### STATED PROBLEM
Retype these lines word for word, leaving nothing out.

### RECORDS TO PROCESS
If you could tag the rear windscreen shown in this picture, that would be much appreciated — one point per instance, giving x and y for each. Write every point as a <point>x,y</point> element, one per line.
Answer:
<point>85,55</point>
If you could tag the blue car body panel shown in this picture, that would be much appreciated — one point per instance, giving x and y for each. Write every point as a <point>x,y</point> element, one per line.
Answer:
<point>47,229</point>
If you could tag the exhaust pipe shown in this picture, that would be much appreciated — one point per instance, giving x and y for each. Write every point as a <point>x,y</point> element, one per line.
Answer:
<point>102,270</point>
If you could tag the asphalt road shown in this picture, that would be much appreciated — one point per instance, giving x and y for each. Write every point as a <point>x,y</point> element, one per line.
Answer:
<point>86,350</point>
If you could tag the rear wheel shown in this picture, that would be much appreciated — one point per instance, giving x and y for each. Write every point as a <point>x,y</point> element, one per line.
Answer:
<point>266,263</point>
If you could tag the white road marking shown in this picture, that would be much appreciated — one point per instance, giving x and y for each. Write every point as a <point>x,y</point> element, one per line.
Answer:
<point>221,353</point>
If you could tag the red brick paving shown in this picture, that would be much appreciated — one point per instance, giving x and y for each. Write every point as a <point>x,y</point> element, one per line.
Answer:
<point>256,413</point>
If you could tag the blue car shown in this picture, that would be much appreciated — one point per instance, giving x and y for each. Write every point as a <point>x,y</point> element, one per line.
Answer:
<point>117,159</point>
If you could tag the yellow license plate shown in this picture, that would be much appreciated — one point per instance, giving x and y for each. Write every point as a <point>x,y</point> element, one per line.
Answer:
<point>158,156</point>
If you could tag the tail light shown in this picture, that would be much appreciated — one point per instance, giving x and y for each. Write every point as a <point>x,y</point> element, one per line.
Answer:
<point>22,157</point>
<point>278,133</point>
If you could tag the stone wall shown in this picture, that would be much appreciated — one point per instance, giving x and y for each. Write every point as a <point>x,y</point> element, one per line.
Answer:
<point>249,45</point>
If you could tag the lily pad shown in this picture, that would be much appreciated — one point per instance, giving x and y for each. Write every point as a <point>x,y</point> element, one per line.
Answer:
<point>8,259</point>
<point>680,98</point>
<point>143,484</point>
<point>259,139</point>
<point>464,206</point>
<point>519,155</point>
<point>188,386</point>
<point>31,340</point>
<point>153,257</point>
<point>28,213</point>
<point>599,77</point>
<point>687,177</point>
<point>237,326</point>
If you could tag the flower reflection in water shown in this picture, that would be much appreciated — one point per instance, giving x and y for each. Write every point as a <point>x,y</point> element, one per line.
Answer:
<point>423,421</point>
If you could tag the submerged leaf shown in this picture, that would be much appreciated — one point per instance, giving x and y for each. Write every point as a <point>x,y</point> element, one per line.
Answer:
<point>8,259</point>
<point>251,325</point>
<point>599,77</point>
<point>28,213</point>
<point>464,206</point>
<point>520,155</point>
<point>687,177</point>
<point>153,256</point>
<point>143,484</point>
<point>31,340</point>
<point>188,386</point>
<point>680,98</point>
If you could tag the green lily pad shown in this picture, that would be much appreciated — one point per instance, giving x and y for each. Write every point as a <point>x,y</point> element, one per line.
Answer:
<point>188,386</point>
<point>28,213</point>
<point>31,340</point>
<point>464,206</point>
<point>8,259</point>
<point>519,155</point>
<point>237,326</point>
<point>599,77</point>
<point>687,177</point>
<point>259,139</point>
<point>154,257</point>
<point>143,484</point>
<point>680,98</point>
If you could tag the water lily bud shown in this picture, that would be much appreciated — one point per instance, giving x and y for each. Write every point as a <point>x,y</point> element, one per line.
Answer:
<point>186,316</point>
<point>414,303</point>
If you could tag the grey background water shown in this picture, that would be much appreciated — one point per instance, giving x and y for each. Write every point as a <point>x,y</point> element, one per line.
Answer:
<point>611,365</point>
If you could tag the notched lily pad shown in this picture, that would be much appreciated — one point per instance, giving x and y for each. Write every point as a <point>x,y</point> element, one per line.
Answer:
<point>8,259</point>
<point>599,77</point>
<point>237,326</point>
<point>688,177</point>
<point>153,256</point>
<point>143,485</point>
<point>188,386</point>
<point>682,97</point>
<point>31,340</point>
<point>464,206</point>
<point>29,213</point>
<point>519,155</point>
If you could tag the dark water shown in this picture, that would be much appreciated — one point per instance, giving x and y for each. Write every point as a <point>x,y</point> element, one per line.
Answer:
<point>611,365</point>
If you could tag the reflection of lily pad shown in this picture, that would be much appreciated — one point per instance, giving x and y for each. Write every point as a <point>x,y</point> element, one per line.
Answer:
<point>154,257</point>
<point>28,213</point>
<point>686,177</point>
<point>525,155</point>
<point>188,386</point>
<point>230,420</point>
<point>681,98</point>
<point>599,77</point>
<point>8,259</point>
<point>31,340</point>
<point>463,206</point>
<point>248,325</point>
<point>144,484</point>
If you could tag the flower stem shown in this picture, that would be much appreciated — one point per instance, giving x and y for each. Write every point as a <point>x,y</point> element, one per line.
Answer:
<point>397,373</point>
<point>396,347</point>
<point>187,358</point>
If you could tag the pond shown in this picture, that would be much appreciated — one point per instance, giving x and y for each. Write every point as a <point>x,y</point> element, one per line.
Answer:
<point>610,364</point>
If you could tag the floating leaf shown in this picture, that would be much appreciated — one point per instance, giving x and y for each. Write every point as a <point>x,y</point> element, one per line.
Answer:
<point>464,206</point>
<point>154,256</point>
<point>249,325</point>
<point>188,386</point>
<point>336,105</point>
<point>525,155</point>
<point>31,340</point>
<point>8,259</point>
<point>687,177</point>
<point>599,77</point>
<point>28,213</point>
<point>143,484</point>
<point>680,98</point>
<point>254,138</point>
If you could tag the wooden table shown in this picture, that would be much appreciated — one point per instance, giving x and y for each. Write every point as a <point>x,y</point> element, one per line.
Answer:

### EXPECTED ANSWER
If you could tag the rear windscreen shown in this picture, that would be much appreciated — one point per instance, giving x and y for each. Write every point as a <point>x,y</point> element, one per line.
Answer:
<point>85,55</point>
If you could tag the blue car body panel shown in this picture, that would be much appreciated — one point per instance, giving x and y for each. Write every point as a <point>x,y</point> element, one per line.
Answer:
<point>47,229</point>
If you could tag the exhaust pipe shown in this picture, that would be much appreciated — one point per instance, giving x and y for each. Write every point as a <point>x,y</point> element, one per line.
Answer:
<point>102,270</point>
If you could tag the asphalt road shown in this picture, that would be much appreciated — one point per instance, giving x and y for each. Write every point as a <point>x,y</point> element, one per line.
Answer:
<point>86,350</point>
If you could tag the rear wheel shown in this picture, that would be much appreciated — one point per instance, giving x and y for each. Write every point as a <point>x,y</point> element, one per line.
Answer:
<point>266,263</point>
If you could tag the white road marking shown in this picture, that would be much appreciated — one point per instance, giving x and y for each. Write every point as a <point>x,y</point> element, one per line.
Answer:
<point>221,353</point>
If you could tag the red brick paving shown in this picture, that would be much appreciated — one point per instance, giving x and y for each. Write every point as a <point>x,y</point> element, one per line.
Answer:
<point>256,413</point>
If you could tag the blue car shown in this picture, that would be much appreciated — one point per instance, giving x and y for each. Write every point as a <point>x,y</point> element, one per line.
Answer:
<point>117,159</point>
If you could tag the yellow license plate shown in this picture, that would be much appreciated — one point per instance, giving x and y for each. Write every point as a <point>x,y</point> element, one per line.
Answer:
<point>158,156</point>
If you could tag the tail light shown in this picture, that would be much appreciated — one point per instance, giving x and y for each. Write every point as a <point>x,y</point> element, one per line.
Answer:
<point>22,157</point>
<point>278,133</point>
If you could tag the stone wall shown in this picture, that would be much appreciated — one point per instance, giving x and y for each. Write every point as a <point>x,y</point> element, one per line.
Answer:
<point>249,45</point>
If you could tag the lily pad shown in this picture, that would be much appreciated — one point per instance, giving x and y for each. Write every point as a <point>x,y</point> element, one per line.
Answer:
<point>8,259</point>
<point>680,98</point>
<point>143,484</point>
<point>259,139</point>
<point>464,206</point>
<point>519,155</point>
<point>188,386</point>
<point>31,340</point>
<point>153,257</point>
<point>28,213</point>
<point>599,77</point>
<point>687,177</point>
<point>237,326</point>
If you could tag the flower reflection in water shown in this picture, that would be much appreciated — one point per instance, giving x and y for each. Write every point as a <point>x,y</point> element, one per line.
Answer:
<point>423,421</point>
If you could tag the submerged leaf shown in this picture, that would be much appreciated — one point per instance, giving x and y for each. Write every point as a <point>x,y</point> element, one per line.
Answer:
<point>8,259</point>
<point>251,325</point>
<point>599,77</point>
<point>28,213</point>
<point>464,206</point>
<point>520,155</point>
<point>687,177</point>
<point>153,256</point>
<point>143,484</point>
<point>31,340</point>
<point>188,386</point>
<point>680,98</point>
If you could tag the green lily pad shown in this picture, that would be much appreciated — one point per instance, giving x and y for each. Write every point as a <point>x,y</point> element, one per line.
Answer:
<point>188,386</point>
<point>28,213</point>
<point>31,340</point>
<point>464,206</point>
<point>8,259</point>
<point>519,155</point>
<point>237,326</point>
<point>599,77</point>
<point>687,177</point>
<point>259,139</point>
<point>154,257</point>
<point>143,484</point>
<point>680,98</point>
If you could tag the water lily bud shown in this picture, that would be much appreciated — one point per instance, giving x and y for each. Write every point as a <point>x,y</point> element, one per line.
Answer:
<point>186,316</point>
<point>414,303</point>
If you could tag the grey background water shown in this picture, that would be much appreciated — one point per instance, giving x and y for each. Write every point as a <point>x,y</point> element, one per line.
Answer:
<point>611,365</point>
If you could tag the notched lily pad shown in this picture, that would be much appreciated — one point per instance, giving x and y for each. Write every point as a <point>x,y</point> element, one per line.
Answer:
<point>8,259</point>
<point>599,77</point>
<point>237,326</point>
<point>688,177</point>
<point>153,256</point>
<point>143,485</point>
<point>188,386</point>
<point>682,97</point>
<point>31,340</point>
<point>464,206</point>
<point>29,213</point>
<point>519,155</point>
If you could tag the dark water shown in this picture, that would be much appreciated — one point per instance, giving x and y for each. Write every point as a <point>x,y</point> element, one per line.
Answer:
<point>611,365</point>
If you could tag the reflection of lily pad shown in this picture, that would be much appreciated — one point per instance, giving x and y for each. Write every point as a <point>x,y</point> element, one per line.
Answer:
<point>154,257</point>
<point>28,213</point>
<point>686,177</point>
<point>525,155</point>
<point>188,386</point>
<point>230,420</point>
<point>681,98</point>
<point>599,77</point>
<point>8,259</point>
<point>31,340</point>
<point>463,206</point>
<point>248,325</point>
<point>144,484</point>
If you could tag the flower stem shown in this picture, that would be much appreciated — one point per instance, giving x and y for each. Write every point as a <point>x,y</point> element, one per line.
Answer:
<point>397,373</point>
<point>396,347</point>
<point>187,358</point>
If you could tag the pond shown in this picture, that would be much appreciated — one point per instance, giving x and y for each. Write every point as a <point>x,y</point> element, one per line.
Answer:
<point>610,364</point>
If you could tag the floating leaf shown in this picture, that would be much appreciated — one point per instance, giving x and y for each. Write every point as a <point>x,y</point> element, one per line.
Answer:
<point>464,206</point>
<point>154,256</point>
<point>249,325</point>
<point>188,386</point>
<point>336,105</point>
<point>525,155</point>
<point>31,340</point>
<point>8,259</point>
<point>687,177</point>
<point>599,77</point>
<point>28,213</point>
<point>143,484</point>
<point>680,98</point>
<point>254,138</point>
If you could tag the wooden table shown in this picture, that would be much appreciated — one point per instance, giving x and y for each. Write every point as a <point>x,y</point> element, one per line.
Answer:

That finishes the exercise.